[THE RECORDS — start]

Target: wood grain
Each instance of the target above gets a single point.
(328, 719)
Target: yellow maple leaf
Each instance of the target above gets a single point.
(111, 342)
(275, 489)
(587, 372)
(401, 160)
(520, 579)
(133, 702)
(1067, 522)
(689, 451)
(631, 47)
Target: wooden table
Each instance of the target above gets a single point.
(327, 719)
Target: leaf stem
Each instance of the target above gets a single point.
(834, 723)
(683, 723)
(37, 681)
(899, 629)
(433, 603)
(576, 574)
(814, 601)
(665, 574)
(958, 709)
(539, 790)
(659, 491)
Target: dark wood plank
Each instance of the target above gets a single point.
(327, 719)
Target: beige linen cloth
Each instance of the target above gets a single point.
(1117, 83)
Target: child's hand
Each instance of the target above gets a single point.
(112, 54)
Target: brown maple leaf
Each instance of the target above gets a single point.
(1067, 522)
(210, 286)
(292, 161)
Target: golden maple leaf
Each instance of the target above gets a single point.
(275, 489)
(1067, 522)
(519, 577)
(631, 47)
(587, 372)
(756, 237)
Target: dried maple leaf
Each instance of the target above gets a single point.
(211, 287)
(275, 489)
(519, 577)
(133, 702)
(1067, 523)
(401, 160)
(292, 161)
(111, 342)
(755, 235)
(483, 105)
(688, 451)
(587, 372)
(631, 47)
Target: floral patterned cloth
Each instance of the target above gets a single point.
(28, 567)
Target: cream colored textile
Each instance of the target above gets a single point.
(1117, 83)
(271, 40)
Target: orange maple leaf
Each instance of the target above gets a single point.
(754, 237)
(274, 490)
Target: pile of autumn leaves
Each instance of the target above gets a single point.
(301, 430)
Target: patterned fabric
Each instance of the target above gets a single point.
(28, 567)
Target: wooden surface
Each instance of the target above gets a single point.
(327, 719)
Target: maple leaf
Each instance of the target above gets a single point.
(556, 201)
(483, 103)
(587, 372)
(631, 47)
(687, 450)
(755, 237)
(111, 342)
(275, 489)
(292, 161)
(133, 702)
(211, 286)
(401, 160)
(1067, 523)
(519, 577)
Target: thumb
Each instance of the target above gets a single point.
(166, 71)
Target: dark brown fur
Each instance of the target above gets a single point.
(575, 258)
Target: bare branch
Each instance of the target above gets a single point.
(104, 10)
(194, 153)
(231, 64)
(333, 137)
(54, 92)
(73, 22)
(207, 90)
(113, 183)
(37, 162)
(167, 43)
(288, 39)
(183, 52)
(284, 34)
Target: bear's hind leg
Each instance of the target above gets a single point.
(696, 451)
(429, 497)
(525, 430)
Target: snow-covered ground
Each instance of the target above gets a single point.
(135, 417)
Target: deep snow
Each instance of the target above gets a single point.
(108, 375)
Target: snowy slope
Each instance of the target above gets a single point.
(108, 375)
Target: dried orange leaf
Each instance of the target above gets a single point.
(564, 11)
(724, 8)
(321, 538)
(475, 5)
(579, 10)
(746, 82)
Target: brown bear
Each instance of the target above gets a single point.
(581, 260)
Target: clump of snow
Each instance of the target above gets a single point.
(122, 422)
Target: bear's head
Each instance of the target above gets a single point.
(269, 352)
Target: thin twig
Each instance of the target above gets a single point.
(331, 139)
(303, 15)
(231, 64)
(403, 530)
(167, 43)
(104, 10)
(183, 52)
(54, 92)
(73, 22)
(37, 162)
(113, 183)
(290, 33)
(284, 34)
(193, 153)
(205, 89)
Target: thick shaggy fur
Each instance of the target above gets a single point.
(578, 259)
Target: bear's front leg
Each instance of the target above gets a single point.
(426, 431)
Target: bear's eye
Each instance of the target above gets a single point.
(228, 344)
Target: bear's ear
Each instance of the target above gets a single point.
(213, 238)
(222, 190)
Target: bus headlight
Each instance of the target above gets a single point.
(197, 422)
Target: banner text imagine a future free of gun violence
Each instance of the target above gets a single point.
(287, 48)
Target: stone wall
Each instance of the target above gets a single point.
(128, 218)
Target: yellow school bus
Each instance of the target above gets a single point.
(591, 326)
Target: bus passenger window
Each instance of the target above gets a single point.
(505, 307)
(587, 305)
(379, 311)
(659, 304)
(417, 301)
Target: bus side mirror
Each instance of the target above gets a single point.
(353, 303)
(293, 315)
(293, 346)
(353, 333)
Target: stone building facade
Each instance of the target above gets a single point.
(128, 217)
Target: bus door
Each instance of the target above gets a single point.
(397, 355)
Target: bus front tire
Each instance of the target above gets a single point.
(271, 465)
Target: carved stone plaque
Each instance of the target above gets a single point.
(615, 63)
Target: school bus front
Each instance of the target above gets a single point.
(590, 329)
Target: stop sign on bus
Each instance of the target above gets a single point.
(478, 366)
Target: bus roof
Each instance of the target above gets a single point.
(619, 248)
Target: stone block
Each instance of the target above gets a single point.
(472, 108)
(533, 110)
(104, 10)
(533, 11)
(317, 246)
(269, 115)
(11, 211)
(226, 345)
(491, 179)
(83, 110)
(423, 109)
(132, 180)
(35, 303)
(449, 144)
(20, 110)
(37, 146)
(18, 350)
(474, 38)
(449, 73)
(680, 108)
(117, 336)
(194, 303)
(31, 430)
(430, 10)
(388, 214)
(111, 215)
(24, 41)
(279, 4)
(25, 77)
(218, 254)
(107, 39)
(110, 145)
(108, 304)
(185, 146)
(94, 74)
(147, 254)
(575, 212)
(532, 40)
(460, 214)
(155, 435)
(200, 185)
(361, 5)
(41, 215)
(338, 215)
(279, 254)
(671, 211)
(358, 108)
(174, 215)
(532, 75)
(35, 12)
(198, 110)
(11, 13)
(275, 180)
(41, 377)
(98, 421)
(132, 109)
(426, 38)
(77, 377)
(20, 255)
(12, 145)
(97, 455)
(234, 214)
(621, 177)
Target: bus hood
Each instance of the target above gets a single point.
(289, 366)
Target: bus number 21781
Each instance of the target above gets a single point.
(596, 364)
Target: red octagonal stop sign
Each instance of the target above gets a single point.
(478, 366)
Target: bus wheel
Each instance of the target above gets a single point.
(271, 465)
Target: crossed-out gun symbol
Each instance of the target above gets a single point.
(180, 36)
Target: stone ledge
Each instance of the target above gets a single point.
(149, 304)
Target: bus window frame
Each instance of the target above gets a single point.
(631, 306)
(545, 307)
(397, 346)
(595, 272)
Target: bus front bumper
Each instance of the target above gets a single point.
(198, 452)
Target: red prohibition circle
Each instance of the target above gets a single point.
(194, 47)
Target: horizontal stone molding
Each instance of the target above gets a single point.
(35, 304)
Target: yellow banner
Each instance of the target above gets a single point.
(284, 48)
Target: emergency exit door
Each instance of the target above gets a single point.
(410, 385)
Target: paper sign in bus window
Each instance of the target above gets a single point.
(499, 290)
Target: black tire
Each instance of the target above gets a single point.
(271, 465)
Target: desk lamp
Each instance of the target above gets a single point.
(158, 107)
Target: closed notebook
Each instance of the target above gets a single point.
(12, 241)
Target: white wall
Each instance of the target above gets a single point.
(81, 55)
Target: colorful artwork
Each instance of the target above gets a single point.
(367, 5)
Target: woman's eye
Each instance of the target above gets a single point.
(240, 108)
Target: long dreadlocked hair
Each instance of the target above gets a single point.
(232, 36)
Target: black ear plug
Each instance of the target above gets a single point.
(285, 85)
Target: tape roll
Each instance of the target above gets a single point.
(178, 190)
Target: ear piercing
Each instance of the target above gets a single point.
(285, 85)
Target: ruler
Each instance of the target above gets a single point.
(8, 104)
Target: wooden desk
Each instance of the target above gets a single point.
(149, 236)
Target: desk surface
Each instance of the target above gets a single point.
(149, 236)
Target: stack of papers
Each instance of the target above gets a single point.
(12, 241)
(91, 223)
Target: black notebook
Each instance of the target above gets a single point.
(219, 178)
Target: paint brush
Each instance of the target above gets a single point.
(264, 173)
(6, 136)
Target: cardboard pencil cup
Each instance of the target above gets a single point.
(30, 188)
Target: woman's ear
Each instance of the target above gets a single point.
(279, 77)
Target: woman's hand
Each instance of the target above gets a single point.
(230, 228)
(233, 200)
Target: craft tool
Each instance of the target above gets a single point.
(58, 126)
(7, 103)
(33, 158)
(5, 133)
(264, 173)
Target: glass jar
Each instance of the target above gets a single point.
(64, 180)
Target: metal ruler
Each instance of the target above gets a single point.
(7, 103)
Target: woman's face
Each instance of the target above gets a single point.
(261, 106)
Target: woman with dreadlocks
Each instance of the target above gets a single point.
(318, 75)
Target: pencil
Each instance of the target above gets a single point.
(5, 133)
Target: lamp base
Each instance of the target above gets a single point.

[THE RECORDS — finish]

EXERCISE BRIEF.
In the records above, find each line with the word "door" and copy it out.

TASK ANSWER.
Target: bus door
Target: emergency exit door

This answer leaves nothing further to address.